> **Your objective**
Starting at the line that contains "the car door.", quote each line exactly through the last line of the entries, both included.
== Records supplied ==
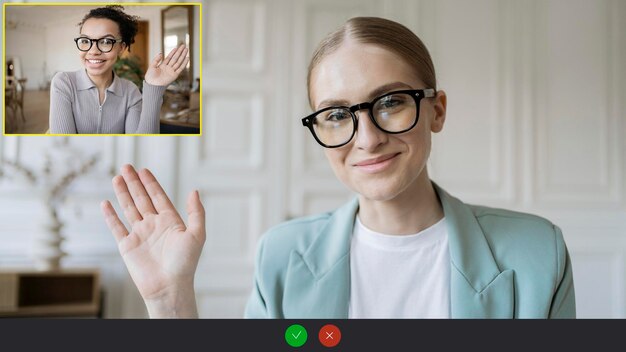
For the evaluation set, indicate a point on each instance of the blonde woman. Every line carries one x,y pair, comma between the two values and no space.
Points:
403,248
94,99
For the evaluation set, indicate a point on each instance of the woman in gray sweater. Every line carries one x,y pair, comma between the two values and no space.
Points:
94,99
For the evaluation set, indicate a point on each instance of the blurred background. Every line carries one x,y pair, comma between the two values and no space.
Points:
39,43
536,123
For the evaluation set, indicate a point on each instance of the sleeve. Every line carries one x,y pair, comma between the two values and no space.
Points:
563,302
256,307
61,118
145,110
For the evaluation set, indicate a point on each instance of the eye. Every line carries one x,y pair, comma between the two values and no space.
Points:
337,115
389,102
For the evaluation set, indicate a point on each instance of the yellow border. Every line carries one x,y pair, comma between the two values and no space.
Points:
4,5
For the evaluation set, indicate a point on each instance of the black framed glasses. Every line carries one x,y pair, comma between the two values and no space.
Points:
395,112
103,44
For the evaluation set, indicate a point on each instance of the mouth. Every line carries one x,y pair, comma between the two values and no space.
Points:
94,62
376,164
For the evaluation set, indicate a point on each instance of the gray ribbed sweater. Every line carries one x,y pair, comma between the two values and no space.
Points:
75,107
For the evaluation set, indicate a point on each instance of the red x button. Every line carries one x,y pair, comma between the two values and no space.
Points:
329,335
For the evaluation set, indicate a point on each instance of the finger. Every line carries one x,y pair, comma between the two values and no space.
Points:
126,200
196,216
137,191
157,59
181,59
170,55
160,200
114,223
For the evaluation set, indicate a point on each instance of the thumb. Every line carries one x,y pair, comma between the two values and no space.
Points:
195,216
157,59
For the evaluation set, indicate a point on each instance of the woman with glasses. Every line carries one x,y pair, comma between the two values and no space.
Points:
94,99
404,248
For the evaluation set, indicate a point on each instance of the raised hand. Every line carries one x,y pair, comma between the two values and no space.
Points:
163,72
160,251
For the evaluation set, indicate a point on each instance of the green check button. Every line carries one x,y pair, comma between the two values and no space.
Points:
296,335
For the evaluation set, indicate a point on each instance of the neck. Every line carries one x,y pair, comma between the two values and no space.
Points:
415,209
102,81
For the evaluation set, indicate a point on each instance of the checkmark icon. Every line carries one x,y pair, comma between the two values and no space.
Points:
296,335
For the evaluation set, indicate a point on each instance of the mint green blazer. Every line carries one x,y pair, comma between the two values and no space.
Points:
504,264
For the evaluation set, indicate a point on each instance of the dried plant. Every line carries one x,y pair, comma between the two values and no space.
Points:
52,182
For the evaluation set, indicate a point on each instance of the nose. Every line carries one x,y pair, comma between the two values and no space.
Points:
368,136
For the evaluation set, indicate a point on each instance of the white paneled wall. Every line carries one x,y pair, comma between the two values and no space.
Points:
536,122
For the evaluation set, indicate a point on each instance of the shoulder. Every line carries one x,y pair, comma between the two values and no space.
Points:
497,222
296,234
515,237
64,80
128,86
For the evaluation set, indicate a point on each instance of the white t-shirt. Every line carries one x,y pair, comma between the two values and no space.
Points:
399,276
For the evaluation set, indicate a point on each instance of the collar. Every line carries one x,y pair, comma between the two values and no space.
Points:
83,82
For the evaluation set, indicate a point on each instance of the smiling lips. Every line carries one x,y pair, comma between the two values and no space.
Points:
95,62
377,164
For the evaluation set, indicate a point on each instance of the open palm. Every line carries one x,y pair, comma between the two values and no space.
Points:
160,251
163,72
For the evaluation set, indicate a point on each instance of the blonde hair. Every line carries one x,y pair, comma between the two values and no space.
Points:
382,32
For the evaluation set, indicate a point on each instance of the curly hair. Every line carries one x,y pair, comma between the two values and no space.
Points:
128,24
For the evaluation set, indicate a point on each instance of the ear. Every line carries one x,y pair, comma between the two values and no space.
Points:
440,105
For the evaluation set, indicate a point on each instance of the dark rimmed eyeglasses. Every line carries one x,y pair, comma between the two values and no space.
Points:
395,112
103,44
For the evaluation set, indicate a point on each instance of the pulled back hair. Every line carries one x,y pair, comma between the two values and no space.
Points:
387,34
128,24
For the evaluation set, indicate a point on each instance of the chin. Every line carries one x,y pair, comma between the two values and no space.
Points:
379,191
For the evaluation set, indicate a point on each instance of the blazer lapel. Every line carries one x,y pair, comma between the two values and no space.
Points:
478,288
317,283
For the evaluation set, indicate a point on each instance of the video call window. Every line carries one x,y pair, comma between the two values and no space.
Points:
102,69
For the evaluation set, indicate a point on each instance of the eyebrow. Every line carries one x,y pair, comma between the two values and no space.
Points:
373,94
106,35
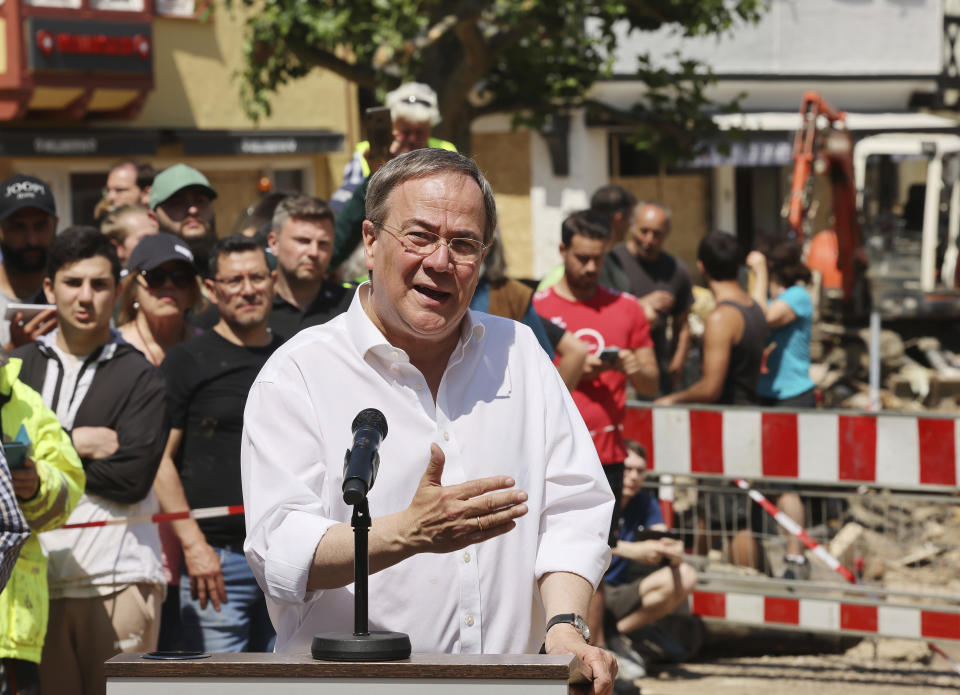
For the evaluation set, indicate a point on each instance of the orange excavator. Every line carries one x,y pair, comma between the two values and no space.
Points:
823,145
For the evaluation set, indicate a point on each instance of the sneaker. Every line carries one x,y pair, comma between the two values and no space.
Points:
630,665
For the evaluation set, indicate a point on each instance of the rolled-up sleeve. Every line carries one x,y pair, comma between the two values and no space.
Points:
578,503
283,480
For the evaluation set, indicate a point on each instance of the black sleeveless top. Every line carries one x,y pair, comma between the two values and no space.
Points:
746,357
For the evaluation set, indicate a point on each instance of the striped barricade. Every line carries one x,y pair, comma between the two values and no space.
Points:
817,447
826,615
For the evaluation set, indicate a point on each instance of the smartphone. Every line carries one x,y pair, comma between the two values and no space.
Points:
15,453
651,535
379,131
28,310
609,354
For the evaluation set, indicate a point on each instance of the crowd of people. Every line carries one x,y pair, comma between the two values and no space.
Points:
132,345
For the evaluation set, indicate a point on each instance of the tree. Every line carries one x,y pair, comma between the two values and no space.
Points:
528,58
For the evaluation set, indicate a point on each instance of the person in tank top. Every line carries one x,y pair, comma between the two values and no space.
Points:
735,335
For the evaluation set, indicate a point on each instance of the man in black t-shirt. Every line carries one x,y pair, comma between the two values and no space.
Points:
661,284
208,377
301,238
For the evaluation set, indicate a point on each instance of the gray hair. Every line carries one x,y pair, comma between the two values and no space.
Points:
415,102
421,164
300,206
657,204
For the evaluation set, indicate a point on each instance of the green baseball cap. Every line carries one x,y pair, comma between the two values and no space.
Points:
176,178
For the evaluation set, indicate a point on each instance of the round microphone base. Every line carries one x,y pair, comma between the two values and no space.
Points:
374,646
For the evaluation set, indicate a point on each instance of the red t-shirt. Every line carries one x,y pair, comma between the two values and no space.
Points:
608,319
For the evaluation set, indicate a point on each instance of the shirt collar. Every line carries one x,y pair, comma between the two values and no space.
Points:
366,336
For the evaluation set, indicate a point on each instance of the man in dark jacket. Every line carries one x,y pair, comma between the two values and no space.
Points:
106,583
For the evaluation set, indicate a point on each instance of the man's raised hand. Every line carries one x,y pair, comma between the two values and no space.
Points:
441,519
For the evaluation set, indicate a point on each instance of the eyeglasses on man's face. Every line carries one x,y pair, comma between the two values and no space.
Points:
421,242
157,277
236,283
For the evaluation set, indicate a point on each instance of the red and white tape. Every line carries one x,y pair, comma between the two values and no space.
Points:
894,621
204,513
795,529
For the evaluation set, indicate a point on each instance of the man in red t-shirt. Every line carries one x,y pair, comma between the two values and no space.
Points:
614,326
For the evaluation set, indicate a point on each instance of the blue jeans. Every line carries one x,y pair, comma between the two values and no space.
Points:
242,623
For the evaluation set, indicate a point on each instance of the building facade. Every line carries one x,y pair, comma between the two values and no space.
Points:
84,83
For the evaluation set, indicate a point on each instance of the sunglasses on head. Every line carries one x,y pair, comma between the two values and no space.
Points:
157,277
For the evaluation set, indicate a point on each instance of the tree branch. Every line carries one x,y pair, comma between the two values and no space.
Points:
363,75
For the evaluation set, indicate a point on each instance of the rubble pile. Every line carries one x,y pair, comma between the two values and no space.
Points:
916,374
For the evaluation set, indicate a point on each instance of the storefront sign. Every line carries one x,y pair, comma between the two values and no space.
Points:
69,45
22,143
202,142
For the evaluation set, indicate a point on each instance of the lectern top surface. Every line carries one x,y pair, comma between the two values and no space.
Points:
286,665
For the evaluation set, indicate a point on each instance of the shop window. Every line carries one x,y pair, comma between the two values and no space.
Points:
288,179
627,160
86,190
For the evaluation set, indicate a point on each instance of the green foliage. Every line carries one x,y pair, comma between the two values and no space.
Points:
529,58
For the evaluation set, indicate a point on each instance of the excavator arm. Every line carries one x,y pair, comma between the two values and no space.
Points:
823,145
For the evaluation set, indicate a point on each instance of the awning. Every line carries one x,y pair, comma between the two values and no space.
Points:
133,143
272,142
752,153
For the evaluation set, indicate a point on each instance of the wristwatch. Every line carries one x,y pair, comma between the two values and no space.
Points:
574,620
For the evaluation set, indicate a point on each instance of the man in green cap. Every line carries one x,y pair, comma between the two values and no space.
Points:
182,199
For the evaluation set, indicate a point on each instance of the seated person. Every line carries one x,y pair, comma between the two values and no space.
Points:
647,579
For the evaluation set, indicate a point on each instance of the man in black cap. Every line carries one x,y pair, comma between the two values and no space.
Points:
28,222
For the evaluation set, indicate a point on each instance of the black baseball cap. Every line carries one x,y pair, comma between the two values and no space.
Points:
21,191
156,249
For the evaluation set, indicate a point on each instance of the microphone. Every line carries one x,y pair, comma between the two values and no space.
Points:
361,462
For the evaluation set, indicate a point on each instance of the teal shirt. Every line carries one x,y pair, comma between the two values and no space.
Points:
788,366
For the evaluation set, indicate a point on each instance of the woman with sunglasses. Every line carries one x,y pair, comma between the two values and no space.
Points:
160,288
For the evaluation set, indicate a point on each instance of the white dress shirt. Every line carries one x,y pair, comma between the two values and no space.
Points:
501,409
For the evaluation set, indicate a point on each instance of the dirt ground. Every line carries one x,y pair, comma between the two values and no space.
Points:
803,675
745,661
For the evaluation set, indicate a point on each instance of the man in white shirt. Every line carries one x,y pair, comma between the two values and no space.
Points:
490,510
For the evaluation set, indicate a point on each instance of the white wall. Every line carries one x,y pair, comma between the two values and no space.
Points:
813,37
553,198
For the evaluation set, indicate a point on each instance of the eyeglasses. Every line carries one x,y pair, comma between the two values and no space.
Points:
235,284
462,250
106,190
157,278
178,205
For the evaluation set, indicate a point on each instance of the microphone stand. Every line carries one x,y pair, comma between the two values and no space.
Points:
362,645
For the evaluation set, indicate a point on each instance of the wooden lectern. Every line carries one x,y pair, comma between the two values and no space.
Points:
296,674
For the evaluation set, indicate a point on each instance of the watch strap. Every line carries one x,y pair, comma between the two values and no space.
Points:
572,618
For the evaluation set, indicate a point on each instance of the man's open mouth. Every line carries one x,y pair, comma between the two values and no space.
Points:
436,295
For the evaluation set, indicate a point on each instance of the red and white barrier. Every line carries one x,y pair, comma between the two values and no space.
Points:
204,513
816,447
824,615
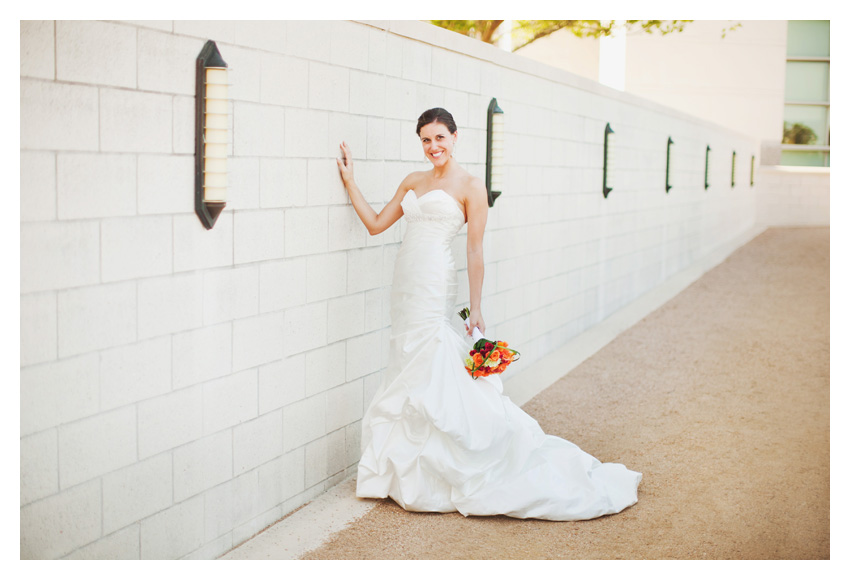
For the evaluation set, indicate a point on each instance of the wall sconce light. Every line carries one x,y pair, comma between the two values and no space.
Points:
669,144
733,169
608,147
211,134
752,170
495,151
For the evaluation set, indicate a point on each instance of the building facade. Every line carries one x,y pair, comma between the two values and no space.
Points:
182,388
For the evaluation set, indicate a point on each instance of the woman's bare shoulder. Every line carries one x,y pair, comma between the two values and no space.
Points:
474,187
413,179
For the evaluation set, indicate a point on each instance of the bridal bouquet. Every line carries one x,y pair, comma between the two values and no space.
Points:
487,357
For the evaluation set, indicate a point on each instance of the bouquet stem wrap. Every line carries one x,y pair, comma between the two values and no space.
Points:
487,357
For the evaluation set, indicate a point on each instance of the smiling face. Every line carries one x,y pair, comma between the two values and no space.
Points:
437,142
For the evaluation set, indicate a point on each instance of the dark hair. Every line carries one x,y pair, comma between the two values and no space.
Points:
436,115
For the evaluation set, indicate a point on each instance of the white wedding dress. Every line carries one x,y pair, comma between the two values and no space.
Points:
434,439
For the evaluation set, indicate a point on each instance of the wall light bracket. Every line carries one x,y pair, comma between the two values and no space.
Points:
752,170
734,158
495,151
211,134
606,153
669,146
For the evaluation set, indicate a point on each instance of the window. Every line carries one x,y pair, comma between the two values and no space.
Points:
805,136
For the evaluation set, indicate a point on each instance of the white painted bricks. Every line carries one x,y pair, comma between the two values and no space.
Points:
182,388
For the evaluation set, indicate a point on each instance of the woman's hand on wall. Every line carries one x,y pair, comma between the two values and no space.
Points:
345,164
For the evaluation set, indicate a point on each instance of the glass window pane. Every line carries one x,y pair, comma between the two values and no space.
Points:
808,38
807,81
807,158
805,125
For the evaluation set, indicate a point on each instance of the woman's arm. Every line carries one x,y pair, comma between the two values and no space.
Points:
476,219
374,222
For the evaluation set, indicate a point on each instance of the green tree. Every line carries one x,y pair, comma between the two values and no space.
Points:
524,32
798,134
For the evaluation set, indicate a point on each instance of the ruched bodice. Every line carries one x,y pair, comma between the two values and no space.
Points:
436,440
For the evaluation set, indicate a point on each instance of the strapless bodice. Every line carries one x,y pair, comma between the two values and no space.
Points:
435,211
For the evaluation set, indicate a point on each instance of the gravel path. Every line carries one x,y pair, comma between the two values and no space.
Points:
720,398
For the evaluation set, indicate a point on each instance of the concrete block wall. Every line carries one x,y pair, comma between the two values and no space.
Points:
793,196
182,389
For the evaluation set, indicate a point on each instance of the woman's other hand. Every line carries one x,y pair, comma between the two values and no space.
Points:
475,319
345,164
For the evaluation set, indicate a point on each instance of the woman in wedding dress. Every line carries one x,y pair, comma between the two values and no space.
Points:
434,439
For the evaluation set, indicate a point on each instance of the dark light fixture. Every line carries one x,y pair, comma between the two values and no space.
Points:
606,154
495,151
752,170
669,145
733,168
211,134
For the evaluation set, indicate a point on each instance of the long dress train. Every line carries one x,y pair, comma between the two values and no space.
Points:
434,439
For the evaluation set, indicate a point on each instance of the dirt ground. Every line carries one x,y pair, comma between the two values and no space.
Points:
720,398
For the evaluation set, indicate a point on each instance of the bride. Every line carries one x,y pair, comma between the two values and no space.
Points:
434,439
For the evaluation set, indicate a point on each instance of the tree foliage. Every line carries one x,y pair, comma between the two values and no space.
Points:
525,32
798,134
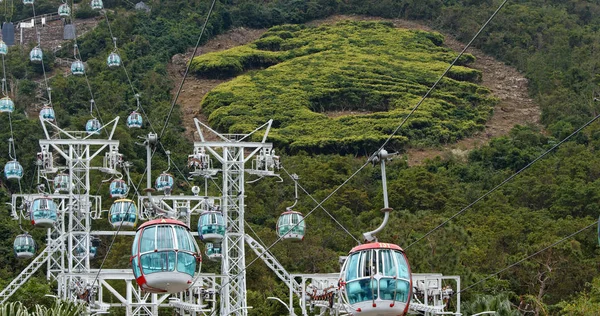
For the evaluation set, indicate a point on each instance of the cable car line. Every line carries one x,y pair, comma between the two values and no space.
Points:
506,180
529,257
443,74
267,249
319,205
37,32
136,193
122,64
420,101
78,68
187,69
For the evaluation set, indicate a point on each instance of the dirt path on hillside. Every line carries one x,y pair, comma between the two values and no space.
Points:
506,83
194,89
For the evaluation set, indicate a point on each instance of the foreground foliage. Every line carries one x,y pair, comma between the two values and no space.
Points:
554,42
368,68
58,308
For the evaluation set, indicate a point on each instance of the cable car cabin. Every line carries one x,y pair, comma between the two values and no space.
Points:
64,10
113,60
43,212
93,126
211,226
377,280
7,105
61,183
36,54
118,189
47,113
164,182
77,68
165,256
13,170
213,251
24,246
123,213
80,252
134,120
291,225
97,5
3,48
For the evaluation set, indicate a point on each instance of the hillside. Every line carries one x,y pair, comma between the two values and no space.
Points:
549,210
367,67
506,84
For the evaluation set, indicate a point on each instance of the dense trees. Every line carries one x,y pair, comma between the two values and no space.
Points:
555,43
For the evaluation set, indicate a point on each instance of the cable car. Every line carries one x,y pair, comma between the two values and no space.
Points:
47,113
93,126
36,54
123,213
118,188
80,252
3,48
13,170
211,226
213,251
64,10
97,5
113,60
377,280
164,182
291,225
134,120
77,68
43,212
24,246
165,256
7,105
61,183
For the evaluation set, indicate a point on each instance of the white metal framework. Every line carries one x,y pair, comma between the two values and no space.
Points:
67,253
233,151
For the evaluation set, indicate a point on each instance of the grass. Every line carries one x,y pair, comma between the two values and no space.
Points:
296,75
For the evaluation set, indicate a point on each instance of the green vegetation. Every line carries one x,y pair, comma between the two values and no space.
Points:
368,67
58,308
555,43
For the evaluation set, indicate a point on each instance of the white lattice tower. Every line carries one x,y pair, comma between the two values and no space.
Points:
233,151
71,265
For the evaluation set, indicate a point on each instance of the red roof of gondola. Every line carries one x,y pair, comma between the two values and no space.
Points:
291,212
163,221
376,245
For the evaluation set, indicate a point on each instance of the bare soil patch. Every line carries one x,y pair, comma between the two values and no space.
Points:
194,89
505,82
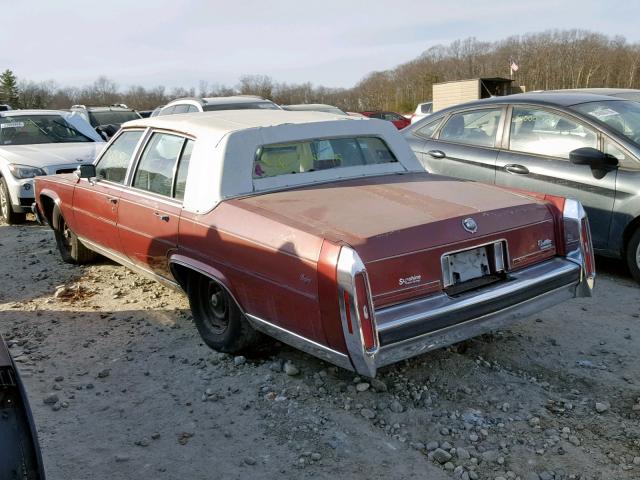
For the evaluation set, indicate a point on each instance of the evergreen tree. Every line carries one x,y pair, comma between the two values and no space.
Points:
9,88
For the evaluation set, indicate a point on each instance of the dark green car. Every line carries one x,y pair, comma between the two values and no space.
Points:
575,145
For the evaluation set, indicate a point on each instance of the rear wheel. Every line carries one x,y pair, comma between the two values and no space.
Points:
633,255
7,214
71,248
218,318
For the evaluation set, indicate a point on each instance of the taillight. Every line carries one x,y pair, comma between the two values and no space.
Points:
577,239
364,312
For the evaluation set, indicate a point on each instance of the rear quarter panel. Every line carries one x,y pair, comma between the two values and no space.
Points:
270,268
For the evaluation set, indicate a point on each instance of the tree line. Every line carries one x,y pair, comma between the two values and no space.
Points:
547,60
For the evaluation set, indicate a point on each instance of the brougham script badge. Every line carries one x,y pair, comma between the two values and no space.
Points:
470,225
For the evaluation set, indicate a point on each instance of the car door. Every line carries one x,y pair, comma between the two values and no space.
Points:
536,158
465,145
95,201
626,207
150,208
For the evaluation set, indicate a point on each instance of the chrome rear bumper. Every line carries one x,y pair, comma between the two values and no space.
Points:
442,321
416,327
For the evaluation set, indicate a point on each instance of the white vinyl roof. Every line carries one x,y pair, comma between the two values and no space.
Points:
220,123
221,164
===
> **Response to the exercise**
For the evaluation set, indicate a point on each instance of the car door. Every line carries one x,y pair, comma between the two values and no space.
Points:
536,158
465,145
95,201
626,207
150,208
For the evaluation set, indicate a point on each instance of the chrome rear bumper. Every line carries one x,y pair, comma between the two values and no space.
Points:
442,321
416,327
For the evaluation set, indicate a point on each instance of the white vinyl roof. Every line carries one x,y pair, comma between the two values and no space.
Points:
220,123
221,164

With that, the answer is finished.